Problem — Rescale the items from the line with "the water, one" through the end of the items, giving every line again with the requests included. Multiply each point coordinate in the answers (not in the requests or their format samples) by 1.85, rounding to whole numbers with halves rounded up.

Material supplied —
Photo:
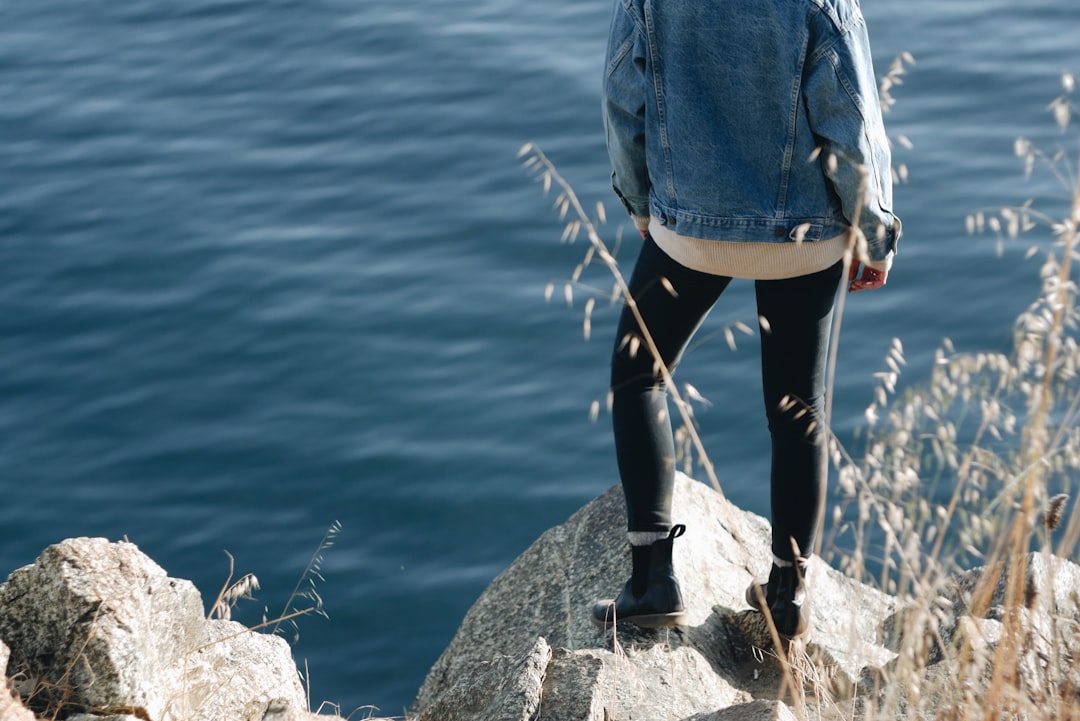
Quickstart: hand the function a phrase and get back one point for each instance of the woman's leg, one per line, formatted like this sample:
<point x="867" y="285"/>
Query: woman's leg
<point x="794" y="352"/>
<point x="643" y="431"/>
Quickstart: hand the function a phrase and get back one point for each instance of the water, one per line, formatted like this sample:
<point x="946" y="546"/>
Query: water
<point x="269" y="264"/>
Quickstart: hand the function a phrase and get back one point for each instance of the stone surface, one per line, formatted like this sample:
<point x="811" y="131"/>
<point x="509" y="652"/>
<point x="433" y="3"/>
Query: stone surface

Task response —
Quickstart: hand the function a phrase and get back one point for each instance of the water, one per line, formatted like this sample:
<point x="946" y="546"/>
Query: water
<point x="498" y="488"/>
Quickstart: hand the function a phrase and get back one point for each instance of the stone surface, one per line, formatted like this sample:
<point x="811" y="131"/>
<point x="509" y="652"/>
<point x="433" y="3"/>
Query: stone surface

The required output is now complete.